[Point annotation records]
--- --- ---
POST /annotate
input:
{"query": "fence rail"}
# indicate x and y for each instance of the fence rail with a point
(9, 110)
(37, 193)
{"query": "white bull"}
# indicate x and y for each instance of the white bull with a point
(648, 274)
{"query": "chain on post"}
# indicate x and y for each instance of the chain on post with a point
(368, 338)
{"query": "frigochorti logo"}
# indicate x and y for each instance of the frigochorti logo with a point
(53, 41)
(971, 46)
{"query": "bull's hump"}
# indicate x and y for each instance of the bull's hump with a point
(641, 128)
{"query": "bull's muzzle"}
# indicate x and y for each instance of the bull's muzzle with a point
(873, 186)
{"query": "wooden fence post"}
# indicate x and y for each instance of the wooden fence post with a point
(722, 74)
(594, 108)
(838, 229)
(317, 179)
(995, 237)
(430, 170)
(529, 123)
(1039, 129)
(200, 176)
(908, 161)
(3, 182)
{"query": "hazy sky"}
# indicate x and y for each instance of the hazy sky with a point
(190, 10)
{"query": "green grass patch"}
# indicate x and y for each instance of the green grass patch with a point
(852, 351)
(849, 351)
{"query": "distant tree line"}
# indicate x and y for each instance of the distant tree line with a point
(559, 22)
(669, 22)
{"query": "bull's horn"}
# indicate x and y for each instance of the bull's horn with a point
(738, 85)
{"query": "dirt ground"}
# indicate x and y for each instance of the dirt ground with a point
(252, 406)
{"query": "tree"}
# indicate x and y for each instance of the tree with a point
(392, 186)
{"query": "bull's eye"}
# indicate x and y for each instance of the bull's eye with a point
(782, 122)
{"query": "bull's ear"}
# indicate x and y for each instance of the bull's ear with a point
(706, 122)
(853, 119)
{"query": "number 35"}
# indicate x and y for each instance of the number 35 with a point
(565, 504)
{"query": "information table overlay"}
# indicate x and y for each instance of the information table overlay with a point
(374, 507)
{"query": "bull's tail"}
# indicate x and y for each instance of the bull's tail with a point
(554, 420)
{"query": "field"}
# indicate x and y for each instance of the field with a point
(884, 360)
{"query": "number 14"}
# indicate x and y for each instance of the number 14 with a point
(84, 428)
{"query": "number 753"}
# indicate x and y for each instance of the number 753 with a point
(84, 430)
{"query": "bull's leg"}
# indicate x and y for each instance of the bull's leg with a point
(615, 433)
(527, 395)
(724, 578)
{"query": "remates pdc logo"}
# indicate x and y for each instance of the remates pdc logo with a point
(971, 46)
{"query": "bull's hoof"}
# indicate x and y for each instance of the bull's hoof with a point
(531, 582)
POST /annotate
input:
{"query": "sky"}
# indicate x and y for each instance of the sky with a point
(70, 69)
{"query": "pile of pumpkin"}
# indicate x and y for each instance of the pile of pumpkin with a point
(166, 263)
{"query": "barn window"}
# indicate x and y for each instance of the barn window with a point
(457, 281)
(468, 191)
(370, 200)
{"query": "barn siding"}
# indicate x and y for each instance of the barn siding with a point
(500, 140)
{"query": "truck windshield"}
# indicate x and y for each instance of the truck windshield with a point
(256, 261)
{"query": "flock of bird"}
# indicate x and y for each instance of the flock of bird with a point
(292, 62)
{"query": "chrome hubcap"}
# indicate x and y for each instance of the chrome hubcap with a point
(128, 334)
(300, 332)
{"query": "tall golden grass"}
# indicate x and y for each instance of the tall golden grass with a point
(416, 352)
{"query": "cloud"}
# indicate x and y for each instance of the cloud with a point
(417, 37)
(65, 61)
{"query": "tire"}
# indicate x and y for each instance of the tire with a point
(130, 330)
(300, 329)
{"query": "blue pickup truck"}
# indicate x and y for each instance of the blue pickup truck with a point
--- --- ---
Aim of the task
Locate each line in the rows above that contains the word "window" and copy those lines. Case counts.

Task result
{"query": "barn window"}
# indicate x and y for each instance of the barn window with a point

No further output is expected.